:: Provided entries

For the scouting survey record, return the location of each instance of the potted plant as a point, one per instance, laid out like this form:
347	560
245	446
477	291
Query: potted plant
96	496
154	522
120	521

::::

◆ To do
Restate the data above word for word.

◆ Exercise result
For the scouting survey record, return the location of each instance of the potted plant as a point, one per instance, laid out like this form:
347	560
245	446
477	291
Query: potted plant
96	496
154	522
120	521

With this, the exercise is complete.